TASK TO CARRY OUT
Pick out every row below that contains the word "background" and copy each of those rows in full.

══ RECORD SET

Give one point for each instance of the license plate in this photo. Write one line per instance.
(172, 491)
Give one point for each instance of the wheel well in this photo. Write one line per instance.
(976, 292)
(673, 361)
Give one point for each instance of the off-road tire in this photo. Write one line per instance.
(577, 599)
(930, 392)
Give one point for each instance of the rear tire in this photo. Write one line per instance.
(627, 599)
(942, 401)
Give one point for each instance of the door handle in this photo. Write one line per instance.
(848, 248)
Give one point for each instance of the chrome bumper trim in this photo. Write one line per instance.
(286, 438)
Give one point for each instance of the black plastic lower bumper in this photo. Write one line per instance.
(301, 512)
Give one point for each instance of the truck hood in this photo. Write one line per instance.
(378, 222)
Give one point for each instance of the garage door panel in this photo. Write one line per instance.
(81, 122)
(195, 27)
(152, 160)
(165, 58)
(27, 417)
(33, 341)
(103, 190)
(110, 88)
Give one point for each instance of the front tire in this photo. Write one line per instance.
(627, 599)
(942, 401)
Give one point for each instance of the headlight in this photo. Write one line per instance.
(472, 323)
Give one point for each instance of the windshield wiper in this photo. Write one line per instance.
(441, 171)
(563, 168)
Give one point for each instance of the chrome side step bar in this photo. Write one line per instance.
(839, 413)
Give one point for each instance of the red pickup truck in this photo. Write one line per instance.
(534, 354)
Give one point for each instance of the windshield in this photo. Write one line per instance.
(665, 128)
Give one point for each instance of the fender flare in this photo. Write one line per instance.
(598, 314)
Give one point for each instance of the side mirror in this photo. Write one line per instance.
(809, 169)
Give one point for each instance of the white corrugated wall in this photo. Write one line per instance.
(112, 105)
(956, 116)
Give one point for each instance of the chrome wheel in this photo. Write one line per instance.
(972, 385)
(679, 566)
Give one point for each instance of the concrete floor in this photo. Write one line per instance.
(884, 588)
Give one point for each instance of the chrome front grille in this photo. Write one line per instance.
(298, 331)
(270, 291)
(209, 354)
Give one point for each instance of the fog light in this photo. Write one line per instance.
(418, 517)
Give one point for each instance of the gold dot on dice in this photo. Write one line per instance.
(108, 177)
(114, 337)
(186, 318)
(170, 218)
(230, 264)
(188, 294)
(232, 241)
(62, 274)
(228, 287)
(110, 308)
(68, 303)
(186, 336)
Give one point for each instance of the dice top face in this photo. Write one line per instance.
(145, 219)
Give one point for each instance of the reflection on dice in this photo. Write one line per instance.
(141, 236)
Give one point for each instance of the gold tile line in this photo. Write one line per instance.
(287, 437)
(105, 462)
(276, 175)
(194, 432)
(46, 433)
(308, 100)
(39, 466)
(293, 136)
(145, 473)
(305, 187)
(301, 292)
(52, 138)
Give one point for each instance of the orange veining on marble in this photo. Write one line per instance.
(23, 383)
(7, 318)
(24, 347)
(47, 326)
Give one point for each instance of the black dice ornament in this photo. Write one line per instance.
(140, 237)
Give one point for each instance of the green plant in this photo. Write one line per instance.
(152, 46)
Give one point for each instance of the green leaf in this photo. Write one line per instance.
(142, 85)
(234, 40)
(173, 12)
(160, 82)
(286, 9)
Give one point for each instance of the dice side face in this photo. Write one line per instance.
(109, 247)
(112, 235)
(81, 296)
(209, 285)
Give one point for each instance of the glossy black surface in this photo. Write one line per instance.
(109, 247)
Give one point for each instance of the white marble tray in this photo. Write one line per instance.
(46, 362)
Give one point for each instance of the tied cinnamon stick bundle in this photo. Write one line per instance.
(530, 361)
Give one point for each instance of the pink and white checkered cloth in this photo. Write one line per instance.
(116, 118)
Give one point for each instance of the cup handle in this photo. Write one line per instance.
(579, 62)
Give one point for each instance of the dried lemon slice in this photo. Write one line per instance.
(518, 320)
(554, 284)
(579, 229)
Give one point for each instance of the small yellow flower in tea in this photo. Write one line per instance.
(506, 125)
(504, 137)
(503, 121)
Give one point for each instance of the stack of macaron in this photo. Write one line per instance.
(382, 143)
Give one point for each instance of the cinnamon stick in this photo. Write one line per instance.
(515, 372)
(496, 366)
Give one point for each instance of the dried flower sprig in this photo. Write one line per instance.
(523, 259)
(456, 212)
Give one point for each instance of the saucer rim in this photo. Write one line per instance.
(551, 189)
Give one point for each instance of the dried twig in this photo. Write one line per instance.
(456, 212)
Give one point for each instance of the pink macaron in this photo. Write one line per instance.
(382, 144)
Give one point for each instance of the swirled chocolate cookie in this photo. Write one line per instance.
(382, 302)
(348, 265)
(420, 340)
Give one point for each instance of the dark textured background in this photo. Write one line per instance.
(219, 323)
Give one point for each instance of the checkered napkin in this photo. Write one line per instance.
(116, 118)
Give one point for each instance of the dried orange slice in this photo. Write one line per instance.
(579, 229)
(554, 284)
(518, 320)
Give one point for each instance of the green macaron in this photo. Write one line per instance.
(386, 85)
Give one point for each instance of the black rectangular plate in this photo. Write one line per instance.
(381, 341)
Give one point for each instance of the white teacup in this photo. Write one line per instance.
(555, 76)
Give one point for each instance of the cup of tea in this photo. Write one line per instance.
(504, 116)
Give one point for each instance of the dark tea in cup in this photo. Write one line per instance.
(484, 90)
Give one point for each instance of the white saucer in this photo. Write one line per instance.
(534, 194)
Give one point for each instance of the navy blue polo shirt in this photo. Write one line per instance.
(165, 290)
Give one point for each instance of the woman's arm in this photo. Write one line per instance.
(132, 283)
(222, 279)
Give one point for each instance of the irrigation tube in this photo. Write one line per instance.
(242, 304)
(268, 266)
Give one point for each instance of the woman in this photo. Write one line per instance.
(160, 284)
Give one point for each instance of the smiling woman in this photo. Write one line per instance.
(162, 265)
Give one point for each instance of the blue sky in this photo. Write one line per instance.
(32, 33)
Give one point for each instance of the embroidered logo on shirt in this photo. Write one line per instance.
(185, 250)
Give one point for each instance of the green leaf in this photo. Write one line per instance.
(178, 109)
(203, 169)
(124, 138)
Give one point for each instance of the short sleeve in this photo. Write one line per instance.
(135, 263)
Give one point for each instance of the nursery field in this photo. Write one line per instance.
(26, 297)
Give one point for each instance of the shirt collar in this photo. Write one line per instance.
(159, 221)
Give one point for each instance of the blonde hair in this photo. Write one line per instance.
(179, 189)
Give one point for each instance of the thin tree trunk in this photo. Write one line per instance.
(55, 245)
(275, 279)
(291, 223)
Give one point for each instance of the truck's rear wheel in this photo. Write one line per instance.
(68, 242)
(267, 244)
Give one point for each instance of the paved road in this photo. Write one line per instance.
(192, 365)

════
══ RECORD SET

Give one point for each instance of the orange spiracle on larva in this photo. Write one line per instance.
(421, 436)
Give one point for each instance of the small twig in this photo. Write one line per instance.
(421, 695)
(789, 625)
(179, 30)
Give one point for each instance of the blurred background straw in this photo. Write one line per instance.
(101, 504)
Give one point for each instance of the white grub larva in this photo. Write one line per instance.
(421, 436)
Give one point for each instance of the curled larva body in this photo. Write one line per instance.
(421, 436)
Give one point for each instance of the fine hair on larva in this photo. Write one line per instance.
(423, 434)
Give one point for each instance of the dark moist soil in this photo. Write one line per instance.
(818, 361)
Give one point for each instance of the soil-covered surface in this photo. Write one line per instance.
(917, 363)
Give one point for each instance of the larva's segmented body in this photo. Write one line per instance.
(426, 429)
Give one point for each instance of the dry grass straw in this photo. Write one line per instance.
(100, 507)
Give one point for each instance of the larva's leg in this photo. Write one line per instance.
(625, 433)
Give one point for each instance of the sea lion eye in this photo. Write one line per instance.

════

FINISHED ANSWER
Give one point for each instance of the dark textured background in this photo. Write one line per instance.
Give one point for each instance of the blurred background straw in this photo. Write one line per instance.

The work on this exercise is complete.